-- EXERCISE DIRECTIONS --
Each line below should be quoted exactly, please.

-- PROVIDED ENTRIES --

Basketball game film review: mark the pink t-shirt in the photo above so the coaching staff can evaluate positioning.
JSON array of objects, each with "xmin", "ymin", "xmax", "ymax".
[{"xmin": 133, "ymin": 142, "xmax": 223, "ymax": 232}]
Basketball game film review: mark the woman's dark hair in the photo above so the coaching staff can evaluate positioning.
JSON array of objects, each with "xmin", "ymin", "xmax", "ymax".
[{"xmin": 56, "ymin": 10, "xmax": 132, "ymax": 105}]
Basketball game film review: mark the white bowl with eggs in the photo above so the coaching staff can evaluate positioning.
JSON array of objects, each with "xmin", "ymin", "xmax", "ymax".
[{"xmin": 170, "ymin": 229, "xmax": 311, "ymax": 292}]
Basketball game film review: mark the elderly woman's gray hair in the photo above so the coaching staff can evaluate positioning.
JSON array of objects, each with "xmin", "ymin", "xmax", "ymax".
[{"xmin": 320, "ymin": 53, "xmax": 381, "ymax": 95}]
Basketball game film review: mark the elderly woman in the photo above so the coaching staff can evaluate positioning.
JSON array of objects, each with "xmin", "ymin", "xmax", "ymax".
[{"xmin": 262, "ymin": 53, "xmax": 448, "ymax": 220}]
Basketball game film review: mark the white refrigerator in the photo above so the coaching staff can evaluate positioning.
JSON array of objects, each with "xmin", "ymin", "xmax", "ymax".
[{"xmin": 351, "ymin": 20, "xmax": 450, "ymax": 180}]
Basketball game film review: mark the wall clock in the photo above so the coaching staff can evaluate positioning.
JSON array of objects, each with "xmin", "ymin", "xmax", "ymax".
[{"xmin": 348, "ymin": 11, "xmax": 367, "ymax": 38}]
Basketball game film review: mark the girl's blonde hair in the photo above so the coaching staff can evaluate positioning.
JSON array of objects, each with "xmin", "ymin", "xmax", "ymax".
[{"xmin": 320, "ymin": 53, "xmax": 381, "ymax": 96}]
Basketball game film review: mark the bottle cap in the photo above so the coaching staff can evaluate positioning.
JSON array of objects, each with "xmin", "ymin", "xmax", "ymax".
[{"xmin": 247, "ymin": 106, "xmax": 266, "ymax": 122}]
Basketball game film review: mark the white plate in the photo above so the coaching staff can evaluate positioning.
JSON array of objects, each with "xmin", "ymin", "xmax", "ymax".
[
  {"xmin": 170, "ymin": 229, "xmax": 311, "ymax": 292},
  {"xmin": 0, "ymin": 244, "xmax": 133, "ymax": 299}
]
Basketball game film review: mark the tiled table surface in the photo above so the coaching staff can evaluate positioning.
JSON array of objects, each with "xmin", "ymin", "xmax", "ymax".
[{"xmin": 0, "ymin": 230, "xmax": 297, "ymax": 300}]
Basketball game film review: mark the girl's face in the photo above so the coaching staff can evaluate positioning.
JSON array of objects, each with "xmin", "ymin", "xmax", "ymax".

-- RESPONSE TO THE EXERCISE --
Basketball game film review: mark the pink t-shirt in the photo above so the coaching staff can evaluate positioning.
JSON array of objects, each with "xmin", "ymin", "xmax", "ymax".
[{"xmin": 133, "ymin": 142, "xmax": 223, "ymax": 232}]
Basketball game film review: mark the woman's dark hair in the photo above so the coaching staff can evaluate positioning.
JSON array of objects, each with "xmin", "ymin", "xmax", "ymax".
[{"xmin": 56, "ymin": 10, "xmax": 132, "ymax": 105}]
Basketball game film review: mark the white bowl with eggs in the photo above so the coaching staff can evaluate positioning.
JSON array of objects, each with "xmin", "ymin", "xmax", "ymax".
[{"xmin": 170, "ymin": 229, "xmax": 311, "ymax": 292}]
Basketball game film review: mark the elderly woman's gray hair in the photo above so the coaching staff can evaluate positioning.
JSON array of objects, each with "xmin", "ymin", "xmax", "ymax".
[{"xmin": 320, "ymin": 53, "xmax": 381, "ymax": 95}]
Basketball game film review: mark the elderly woman in the photo above so the coaching staff can evaluate positioning.
JSON array of objects, each with "xmin", "ymin", "xmax", "ymax".
[{"xmin": 262, "ymin": 53, "xmax": 448, "ymax": 220}]
Basketball game film review: mark the white refrigerator in the photo above so the coaching staff can evaluate positioning.
JSON array of objects, each with "xmin", "ymin", "xmax", "ymax".
[{"xmin": 351, "ymin": 20, "xmax": 450, "ymax": 180}]
Basketball game film review: mark the wall clock in the photo above so the coaching staff can evaluate positioning.
JSON array of objects, each with "xmin", "ymin", "xmax", "ymax".
[{"xmin": 348, "ymin": 11, "xmax": 367, "ymax": 38}]
Basketball game film review: mark the girl's blonde hair in the photo above so the coaching staff can evaluate positioning.
JSON array of objects, each with "xmin", "ymin", "xmax", "ymax".
[{"xmin": 320, "ymin": 53, "xmax": 381, "ymax": 96}]
Basketball game film review: mark the bottle cap in the photo above so the coaching staff can evaluate positioning.
JSON array of objects, each with "xmin", "ymin", "xmax", "ymax".
[{"xmin": 247, "ymin": 106, "xmax": 266, "ymax": 122}]
Basketball game film review: mark the white plate in the photo above so the coaching staff can evaluate positioning.
JSON array of objects, each with "xmin", "ymin", "xmax", "ymax".
[
  {"xmin": 170, "ymin": 229, "xmax": 311, "ymax": 292},
  {"xmin": 0, "ymin": 244, "xmax": 133, "ymax": 299}
]
Basketball game film review: mark the tiled table surface in the photo above so the coaching staff can evaluate positioning.
JSON array of objects, each with "xmin", "ymin", "xmax", "ymax".
[{"xmin": 0, "ymin": 230, "xmax": 297, "ymax": 300}]
Basketball game film review: mark the girl's face in the photo above so the coaching staff can evaluate positioning.
JSON array of objects, each with "xmin", "ymin", "xmax", "ymax".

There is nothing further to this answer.